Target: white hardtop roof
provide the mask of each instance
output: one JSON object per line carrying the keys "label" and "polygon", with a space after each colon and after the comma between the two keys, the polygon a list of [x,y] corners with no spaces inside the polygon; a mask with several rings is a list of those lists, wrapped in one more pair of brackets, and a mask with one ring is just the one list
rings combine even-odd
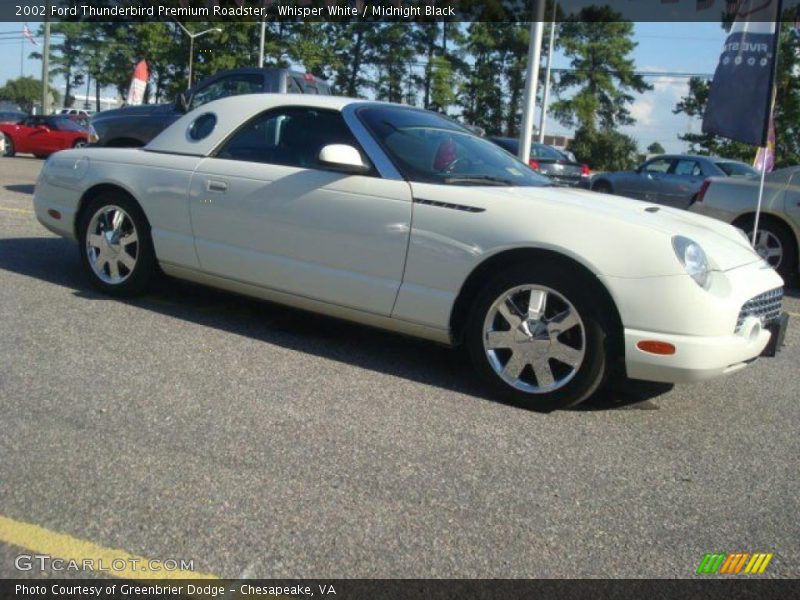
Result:
{"label": "white hardtop roof", "polygon": [[[384,104],[401,106],[386,102],[374,102],[342,96],[323,96],[315,94],[243,94],[229,96],[204,104],[183,115],[153,138],[145,150],[167,152],[170,154],[209,155],[217,145],[232,131],[256,115],[280,106],[310,106],[329,110],[342,110],[350,104]],[[213,131],[201,140],[193,140],[189,130],[195,119],[212,113],[217,118]]]}

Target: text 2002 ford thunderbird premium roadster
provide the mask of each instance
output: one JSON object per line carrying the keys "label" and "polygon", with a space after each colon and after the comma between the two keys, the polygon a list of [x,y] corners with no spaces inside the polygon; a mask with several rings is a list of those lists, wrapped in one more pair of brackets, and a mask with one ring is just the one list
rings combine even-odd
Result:
{"label": "text 2002 ford thunderbird premium roadster", "polygon": [[144,148],[55,154],[34,204],[105,292],[142,292],[159,265],[463,344],[497,395],[542,410],[584,400],[618,365],[663,382],[730,373],[786,326],[781,278],[734,227],[552,187],[459,124],[393,104],[225,98]]}

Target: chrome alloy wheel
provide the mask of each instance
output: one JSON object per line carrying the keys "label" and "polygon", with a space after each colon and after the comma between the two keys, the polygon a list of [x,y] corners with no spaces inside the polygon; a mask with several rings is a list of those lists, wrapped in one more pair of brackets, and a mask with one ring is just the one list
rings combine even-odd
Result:
{"label": "chrome alloy wheel", "polygon": [[105,283],[118,284],[130,277],[139,256],[139,236],[130,215],[113,205],[94,213],[86,231],[86,256]]}
{"label": "chrome alloy wheel", "polygon": [[[751,231],[747,237],[753,239],[753,232]],[[754,249],[773,269],[777,269],[781,266],[781,261],[783,260],[783,244],[781,244],[778,237],[771,231],[767,229],[758,230]]]}
{"label": "chrome alloy wheel", "polygon": [[521,285],[489,307],[483,348],[495,373],[531,394],[567,385],[583,364],[586,330],[578,311],[557,291]]}

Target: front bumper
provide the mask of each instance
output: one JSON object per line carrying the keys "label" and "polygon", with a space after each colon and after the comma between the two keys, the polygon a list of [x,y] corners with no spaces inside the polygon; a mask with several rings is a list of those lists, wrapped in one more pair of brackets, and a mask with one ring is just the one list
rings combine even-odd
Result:
{"label": "front bumper", "polygon": [[[761,329],[752,338],[741,335],[669,335],[637,329],[625,330],[625,364],[628,377],[646,381],[682,383],[703,381],[743,369],[761,355],[770,340]],[[637,344],[659,340],[675,346],[675,354],[664,356],[640,350]]]}
{"label": "front bumper", "polygon": [[[715,272],[708,290],[686,280],[612,282],[616,291],[625,292],[618,307],[628,377],[665,383],[702,381],[774,354],[772,345],[777,349],[785,318],[781,327],[774,320],[773,307],[763,307],[769,308],[763,315],[758,312],[760,304],[753,310],[743,307],[782,285],[775,271],[754,263]],[[653,341],[672,345],[674,352],[656,354],[638,346]]]}

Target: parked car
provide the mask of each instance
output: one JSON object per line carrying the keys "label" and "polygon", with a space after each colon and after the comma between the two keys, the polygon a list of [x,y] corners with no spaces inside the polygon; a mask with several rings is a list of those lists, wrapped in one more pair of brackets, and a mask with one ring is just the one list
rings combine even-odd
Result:
{"label": "parked car", "polygon": [[[519,140],[506,137],[490,137],[489,140],[516,156]],[[589,187],[589,167],[568,158],[563,152],[547,144],[531,144],[528,165],[555,183],[577,187]]]}
{"label": "parked car", "polygon": [[27,152],[37,158],[65,148],[80,148],[92,138],[90,130],[61,115],[25,117],[16,125],[0,125],[0,133],[3,134],[3,156]]}
{"label": "parked car", "polygon": [[463,345],[496,395],[536,409],[581,402],[619,366],[667,382],[731,373],[786,327],[781,278],[735,227],[554,187],[396,104],[217,100],[144,148],[58,153],[34,207],[106,293],[142,293],[160,267]]}
{"label": "parked car", "polygon": [[67,117],[91,117],[94,114],[93,110],[89,110],[88,108],[62,108],[61,115],[65,115]]}
{"label": "parked car", "polygon": [[736,160],[665,154],[645,161],[633,171],[596,175],[592,179],[592,189],[685,209],[708,177],[757,176],[753,167]]}
{"label": "parked car", "polygon": [[[689,210],[732,223],[753,237],[760,180],[712,177]],[[800,167],[768,173],[756,233],[756,251],[781,277],[789,279],[800,256]]]}
{"label": "parked car", "polygon": [[180,94],[175,102],[126,106],[97,113],[92,117],[99,137],[97,145],[144,146],[187,111],[219,98],[255,93],[330,94],[331,90],[325,80],[290,69],[220,71]]}
{"label": "parked car", "polygon": [[27,116],[24,112],[17,110],[0,111],[0,125],[4,123],[19,123]]}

* * *

**TASK ITEM:** Find every line of the data that includes the string "Target". Copy each of those lines.

**EXERCISE SOLUTION:**
Target: white hardtop roof
Target: text 2002 ford thunderbird premium roadster
Target: chrome alloy wheel
Target: front bumper
Target: parked car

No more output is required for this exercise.